**FRAGMENTO PROPORCIONADO:**
◆ ◆ ◆ ◆ ◆ ◆ ◆

Leo que una investigación revela que los jóvenes de la generación millenial, aquella nacida entre el 1986 y 1996 (es decir, que muchos son postolímpicos, cosa que nos parece imposible a los que vivimos Barcelona 92) sienten ansiedad o pánico a la hora de hacer o recibir una llamada telefónica. Se ve que no están acostumbrados a ello y por eso se les ha bautizado también (venga, etiquetas) como generación muda. No son muy de hablar en conversación simultánea, sino más bien de ponerse delante de una pantalla y grabarse o de escribir mensajes, sea por Whatsapp, e-mail, Instagram o cualquier otra de las plataformas sociales, que yo ya me he perdido un poco. Prefieren que los dos interlocutores no coincidan en el mismo momento en que se están escribiendo (comunicación asíncrona) y eso, parece ser, les facilita la comunicación.
Esta cuestión ha llevado a abrir un debate en les redes: ¿hay que enviar un mensaje primero para preguntar si puedes llamar o se puede telefonear directamente, sin previo aviso? He llegado a encontrarme comentarios que consideran violencia el hecho de llamar sin preguntarlo antes, pero después resulta que hay gente que es capaz de dejar una relación por mensaje de whatsapp o que, sencillamente, desaparece de la vida de alguien sin más y no he visto tanto revuelo al respecto. Cierto: un mensaje de texto puede ser menos invasivo porque parece que no te pida respuesta inmediata (aunque hay gente que se enfada bastante si no les respondes al instante y los dejas en modo 'visto', con el doble check azul). Si la llamada es de trabajo y se tiene que convertir más en una reunión que en una simple conversación, es evidente que entonces quizás sí que es preciso agendarla. Pero para el resto de comunicaciones, tampoco haría falta poner el grito al cielo y que cada uno conteste cuando pueda y cuando quiera.
Sin embargo, y como suele pasar en muchos otros aspectos de la vida, son más importantes el cómo y el quién, más que el qué. Por ejemplo: a mí, sentir que suena el móvil y ver el nombre de alguien querido en la pantalla no sólo no me parece invasivo, sino que me alegra mucho y descuelgo en cuanto puedo. Ahora bien, si en plena comida me estorba un número desconocido para venderme seguros o para hacerme cambiar de compañía eléctrica, entonces sí que los enviaría (y los envío) de paseo sin muchas contemplaciones. No es lo mismo telefonear a una persona que casi no conoces de nada ―a quien quizás sí que hay que advertir antes, para no pillarla en mal momento―, que hacerlo a una amistad o familiar, con quien sabes que hay confianza: tanto tú para llamar como ella para no descolgar si no puede. Al final, más allá de los que tienen poca educación y todavía menos sentido común, la invasión de tu espacio y de tu tiempo depende basante de ti misma y de cómo te proteges.

◆ ◆ ◆ ◆ ◆ ◆ ◆

**DATOS PROPORCIONADOS:**
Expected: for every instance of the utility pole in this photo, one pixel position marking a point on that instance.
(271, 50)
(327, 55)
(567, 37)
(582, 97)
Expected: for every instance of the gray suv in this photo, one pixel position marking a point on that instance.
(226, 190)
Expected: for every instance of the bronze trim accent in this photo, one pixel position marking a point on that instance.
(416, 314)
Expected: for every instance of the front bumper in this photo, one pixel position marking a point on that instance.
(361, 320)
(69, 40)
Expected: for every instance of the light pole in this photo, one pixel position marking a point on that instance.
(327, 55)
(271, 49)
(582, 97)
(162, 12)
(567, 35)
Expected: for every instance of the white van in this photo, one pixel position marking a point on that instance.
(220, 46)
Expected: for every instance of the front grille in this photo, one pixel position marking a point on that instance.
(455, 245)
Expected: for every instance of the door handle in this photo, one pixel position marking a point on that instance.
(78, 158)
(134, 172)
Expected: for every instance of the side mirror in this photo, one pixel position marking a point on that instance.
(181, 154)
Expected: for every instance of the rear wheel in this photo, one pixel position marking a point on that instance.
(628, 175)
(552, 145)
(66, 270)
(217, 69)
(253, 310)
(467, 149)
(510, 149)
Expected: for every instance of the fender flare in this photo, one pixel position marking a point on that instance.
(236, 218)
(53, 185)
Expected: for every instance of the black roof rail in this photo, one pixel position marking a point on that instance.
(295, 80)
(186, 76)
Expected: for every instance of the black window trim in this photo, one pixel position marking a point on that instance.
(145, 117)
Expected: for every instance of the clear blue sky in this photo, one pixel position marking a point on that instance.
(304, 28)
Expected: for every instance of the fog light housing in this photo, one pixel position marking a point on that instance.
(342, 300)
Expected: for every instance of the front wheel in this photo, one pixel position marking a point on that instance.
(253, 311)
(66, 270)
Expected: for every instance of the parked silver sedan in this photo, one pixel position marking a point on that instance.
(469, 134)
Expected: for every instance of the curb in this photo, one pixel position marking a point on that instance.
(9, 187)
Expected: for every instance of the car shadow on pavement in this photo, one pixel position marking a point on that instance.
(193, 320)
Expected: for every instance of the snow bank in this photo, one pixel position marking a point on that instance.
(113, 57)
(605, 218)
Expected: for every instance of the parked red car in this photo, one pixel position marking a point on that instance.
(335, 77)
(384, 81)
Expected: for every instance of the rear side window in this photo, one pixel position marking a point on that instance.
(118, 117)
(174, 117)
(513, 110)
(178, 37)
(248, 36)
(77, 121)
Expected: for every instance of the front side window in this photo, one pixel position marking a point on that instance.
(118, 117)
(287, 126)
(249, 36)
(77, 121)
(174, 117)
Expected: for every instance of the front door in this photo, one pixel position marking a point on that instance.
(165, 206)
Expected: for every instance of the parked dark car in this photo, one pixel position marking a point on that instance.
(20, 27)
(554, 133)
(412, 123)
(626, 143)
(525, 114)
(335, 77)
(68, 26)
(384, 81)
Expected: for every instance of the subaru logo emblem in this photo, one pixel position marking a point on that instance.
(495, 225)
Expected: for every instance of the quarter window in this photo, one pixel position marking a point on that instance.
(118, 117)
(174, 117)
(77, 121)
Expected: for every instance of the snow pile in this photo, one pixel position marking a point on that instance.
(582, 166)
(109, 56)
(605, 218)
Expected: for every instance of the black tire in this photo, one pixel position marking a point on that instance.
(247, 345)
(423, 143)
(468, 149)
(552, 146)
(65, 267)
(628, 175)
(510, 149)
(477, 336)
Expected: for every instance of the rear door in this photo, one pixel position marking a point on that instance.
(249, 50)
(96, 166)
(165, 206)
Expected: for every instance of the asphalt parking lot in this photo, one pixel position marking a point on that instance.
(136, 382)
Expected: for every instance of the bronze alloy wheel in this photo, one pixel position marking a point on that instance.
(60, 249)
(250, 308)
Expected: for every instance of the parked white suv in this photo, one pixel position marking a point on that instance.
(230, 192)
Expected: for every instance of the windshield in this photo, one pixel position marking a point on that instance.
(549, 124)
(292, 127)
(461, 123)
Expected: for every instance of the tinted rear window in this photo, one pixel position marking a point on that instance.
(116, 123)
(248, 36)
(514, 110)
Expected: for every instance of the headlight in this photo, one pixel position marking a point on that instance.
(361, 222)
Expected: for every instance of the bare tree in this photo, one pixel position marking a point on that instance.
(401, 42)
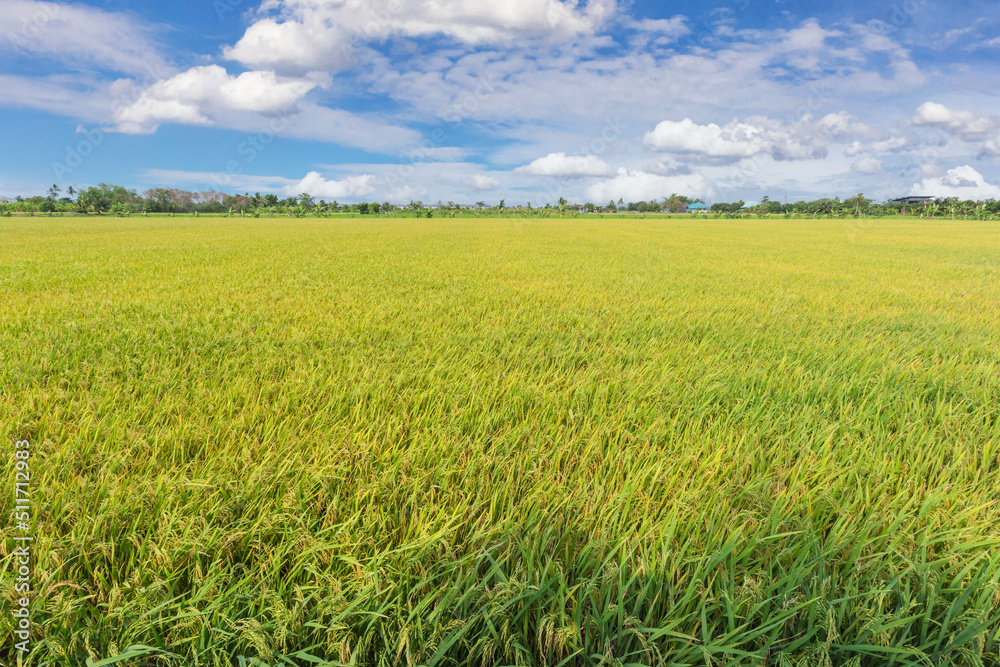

◆ ◆ ◆ ◆ ◆ ◆ ◆

**INSTRUCCIONES:**
1. Extrae del fragmento sobre las llamadas telefónicas el pasaje que va de "Leo que una" a "facilita la comunicación.".
2. Enumera los medios para escribir mensajes que menciona el primer párrafo del fragmento sobre las llamadas telefónicas.

**SOLUCIONES:**
1.
Leo que una investigación revela que los jóvenes de la generación millenial, aquella nacida entre el 1986 y 1996 (es decir, que muchos son postolímpicos, cosa que nos parece imposible a los que vivimos Barcelona 92) sienten ansiedad o pánico a la hora de hacer o recibir una llamada telefónica. Se ve que no están acostumbrados a ello y por eso se les ha bautizado también (venga, etiquetas) como generación muda. No son muy de hablar en conversación simultánea, sino más bien de ponerse delante de una pantalla y grabarse o de escribir mensajes, sea por Whatsapp, e-mail, Instagram o cualquier otra de las plataformas sociales, que yo ya me he perdido un poco. Prefieren que los dos interlocutores no coincidan en el mismo momento en que se están escribiendo (comunicación asíncrona) y eso, parece ser, les facilita la comunicación.

2.
- Whatsapp
- e-mail
- Instagram